-------- 抜粋

2013年12月19日木曜日

冬を乗り切る知恵/調味料歳時記


2013年最後の調味料歳時記は、流山が誇る調味料「みりん」を使った冬至のかぼちゃ(南瓜)です。かぼちゃ本来の自然な甘さを味わえる、かぼちゃの含め煮はいかがでしょうか。冬至とは、一年中で昼が一番短く夜が長い日で、今年は来週の12月22日です。

農耕民族である日本人。太陽の恵みが弱まることは、自らの生命が弱まるものと考えました。そのため「一陽来復」といって邪気をはらう儀式をしました。かぼちゃを食べるのはその一つとされています。



なぜ、かぼちゃを食べるかについては、諸説あります。かぼちゃを漢字で書くと「南瓜」ですが、これは「なんきん」とも読みます。運を呼ぶ一つの考え方で「北から南へ=陰から陽へ向かう」ことを意味していると言われています。さらに「ん」のつくものを食べると「運」が呼び込めるとされています。でも実は、かぼちゃの旬は夏。古の人々は夏に収穫し、長く保存できるかぼちゃを冬場の大事な栄養源としました。カロテンやビタミンAが豊富に含まれ、粘膜を保護する効果があります。風邪をひきやすい冬には貴重な食材でした。

----------------
-------- データ抜粋

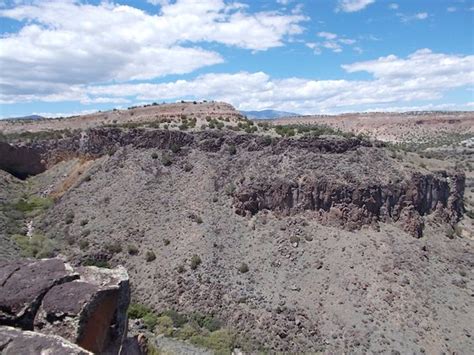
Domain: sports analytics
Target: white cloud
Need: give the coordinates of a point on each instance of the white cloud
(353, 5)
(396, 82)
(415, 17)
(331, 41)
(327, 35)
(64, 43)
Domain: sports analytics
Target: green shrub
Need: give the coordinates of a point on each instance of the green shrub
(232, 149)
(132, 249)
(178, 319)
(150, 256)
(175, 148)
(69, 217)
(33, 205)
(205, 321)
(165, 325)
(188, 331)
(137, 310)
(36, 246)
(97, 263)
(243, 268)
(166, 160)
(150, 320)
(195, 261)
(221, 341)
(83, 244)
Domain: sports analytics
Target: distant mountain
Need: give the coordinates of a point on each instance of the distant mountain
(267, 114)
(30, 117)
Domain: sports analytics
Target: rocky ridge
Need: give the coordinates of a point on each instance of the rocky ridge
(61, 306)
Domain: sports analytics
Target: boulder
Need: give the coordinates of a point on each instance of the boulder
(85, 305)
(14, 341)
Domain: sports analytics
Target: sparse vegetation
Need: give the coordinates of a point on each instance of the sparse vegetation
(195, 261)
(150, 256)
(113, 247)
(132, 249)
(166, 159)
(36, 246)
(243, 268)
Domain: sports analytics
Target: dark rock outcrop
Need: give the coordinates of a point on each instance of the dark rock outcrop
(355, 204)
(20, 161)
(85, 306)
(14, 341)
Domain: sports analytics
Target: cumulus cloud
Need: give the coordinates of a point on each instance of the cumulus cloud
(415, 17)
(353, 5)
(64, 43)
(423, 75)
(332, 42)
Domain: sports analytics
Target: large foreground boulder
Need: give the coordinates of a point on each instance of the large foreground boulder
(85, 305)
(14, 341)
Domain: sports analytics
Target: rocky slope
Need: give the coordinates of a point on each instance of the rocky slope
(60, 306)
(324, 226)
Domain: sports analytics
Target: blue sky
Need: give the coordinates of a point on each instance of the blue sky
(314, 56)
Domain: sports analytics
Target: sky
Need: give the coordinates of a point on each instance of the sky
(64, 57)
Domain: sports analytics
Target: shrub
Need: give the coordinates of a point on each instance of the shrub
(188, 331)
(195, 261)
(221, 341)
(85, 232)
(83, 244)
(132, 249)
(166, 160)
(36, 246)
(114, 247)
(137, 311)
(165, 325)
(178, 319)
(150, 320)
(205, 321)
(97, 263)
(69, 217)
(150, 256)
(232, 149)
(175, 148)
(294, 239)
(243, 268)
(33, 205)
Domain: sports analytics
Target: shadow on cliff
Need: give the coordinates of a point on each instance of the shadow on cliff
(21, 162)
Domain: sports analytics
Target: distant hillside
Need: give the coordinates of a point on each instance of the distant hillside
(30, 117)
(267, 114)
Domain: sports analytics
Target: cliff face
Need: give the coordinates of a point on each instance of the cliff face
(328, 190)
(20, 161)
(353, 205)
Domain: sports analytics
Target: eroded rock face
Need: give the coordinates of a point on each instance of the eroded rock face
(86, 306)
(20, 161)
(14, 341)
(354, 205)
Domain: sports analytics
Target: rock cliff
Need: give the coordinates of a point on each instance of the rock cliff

----------------
-------- データ抜粋

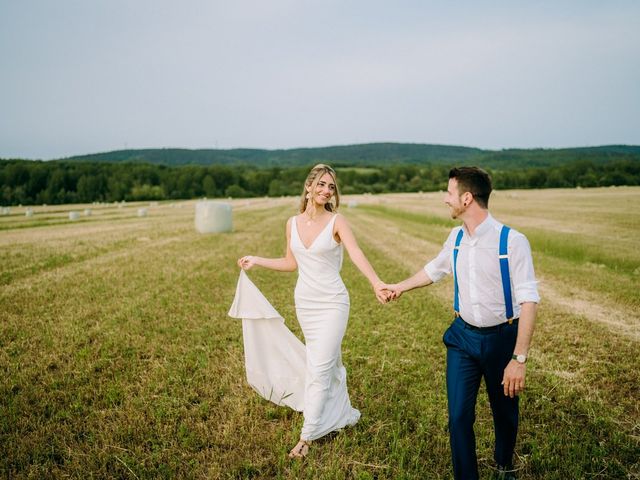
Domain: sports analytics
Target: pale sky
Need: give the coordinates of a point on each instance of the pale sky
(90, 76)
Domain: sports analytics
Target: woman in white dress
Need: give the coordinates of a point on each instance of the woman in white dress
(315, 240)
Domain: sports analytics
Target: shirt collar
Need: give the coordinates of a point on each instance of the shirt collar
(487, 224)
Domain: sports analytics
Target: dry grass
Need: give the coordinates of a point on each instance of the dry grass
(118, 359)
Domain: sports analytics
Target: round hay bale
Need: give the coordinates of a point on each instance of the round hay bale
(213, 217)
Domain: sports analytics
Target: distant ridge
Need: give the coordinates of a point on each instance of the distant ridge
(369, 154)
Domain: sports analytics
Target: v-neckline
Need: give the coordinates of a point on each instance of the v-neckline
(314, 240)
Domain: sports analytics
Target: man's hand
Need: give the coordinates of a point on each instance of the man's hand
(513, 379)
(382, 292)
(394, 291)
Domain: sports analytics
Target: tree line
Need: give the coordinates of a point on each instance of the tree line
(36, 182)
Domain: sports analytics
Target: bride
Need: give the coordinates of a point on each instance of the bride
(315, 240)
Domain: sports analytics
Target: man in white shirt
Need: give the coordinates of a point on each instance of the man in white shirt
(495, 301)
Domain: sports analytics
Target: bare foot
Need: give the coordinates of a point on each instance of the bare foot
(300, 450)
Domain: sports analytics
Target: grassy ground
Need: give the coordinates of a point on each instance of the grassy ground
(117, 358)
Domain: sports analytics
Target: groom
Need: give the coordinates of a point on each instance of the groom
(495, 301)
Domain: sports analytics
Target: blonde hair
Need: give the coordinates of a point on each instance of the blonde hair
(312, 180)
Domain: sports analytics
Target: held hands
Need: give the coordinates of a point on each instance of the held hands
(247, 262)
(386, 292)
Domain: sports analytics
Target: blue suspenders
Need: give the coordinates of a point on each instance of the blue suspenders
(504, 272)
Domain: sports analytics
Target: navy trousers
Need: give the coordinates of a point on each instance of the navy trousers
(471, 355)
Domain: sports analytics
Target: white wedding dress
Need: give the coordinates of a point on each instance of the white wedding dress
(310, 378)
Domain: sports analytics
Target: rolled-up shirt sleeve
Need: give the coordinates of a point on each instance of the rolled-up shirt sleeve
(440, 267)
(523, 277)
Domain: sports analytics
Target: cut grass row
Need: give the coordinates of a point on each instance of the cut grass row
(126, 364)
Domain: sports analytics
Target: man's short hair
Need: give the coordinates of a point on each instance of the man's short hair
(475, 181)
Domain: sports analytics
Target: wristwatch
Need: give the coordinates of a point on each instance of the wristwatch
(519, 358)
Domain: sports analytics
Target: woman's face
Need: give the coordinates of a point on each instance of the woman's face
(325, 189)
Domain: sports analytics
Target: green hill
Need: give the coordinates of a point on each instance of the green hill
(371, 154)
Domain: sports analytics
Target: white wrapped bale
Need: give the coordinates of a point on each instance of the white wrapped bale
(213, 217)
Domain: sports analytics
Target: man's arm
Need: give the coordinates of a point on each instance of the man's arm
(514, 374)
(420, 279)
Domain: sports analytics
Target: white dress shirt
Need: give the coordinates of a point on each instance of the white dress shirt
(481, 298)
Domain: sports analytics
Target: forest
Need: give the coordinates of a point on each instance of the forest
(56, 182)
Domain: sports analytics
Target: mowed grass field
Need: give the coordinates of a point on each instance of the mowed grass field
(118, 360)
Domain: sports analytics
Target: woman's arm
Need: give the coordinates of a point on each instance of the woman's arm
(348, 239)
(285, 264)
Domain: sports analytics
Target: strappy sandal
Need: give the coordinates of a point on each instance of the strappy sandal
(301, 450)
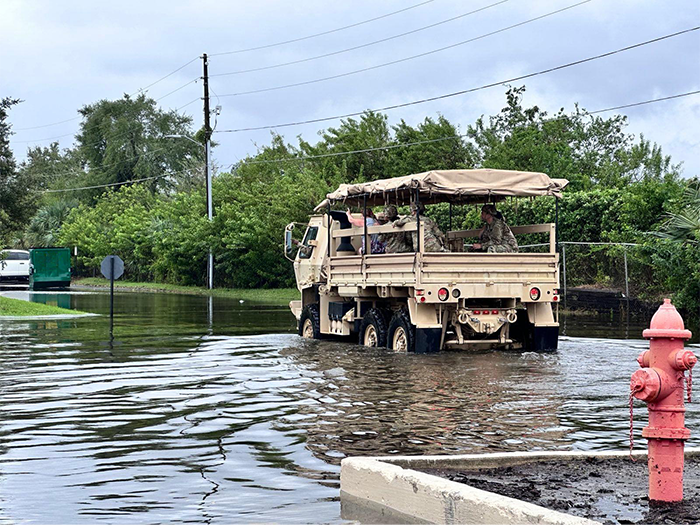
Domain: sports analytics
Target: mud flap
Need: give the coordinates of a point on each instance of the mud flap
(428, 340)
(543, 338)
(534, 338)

----------------

課題:
冬至のかぼちゃに関する文章のうち、「2013年12月19日木曜日」から「のはその一つとされています。」までの部分を一字一句変えずに書き写してください。

解答:
2013年12月19日木曜日

冬を乗り切る知恵/調味料歳時記


2013年最後の調味料歳時記は、流山が誇る調味料「みりん」を使った冬至のかぼちゃ(南瓜)です。かぼちゃ本来の自然な甘さを味わえる、かぼちゃの含め煮はいかがでしょうか。冬至とは、一年中で昼が一番短く夜が長い日で、今年は来週の12月22日です。

農耕民族である日本人。太陽の恵みが弱まることは、自らの生命が弱まるものと考えました。そのため「一陽来復」といって邪気をはらう儀式をしました。かぼちゃを食べるのはその一つとされています。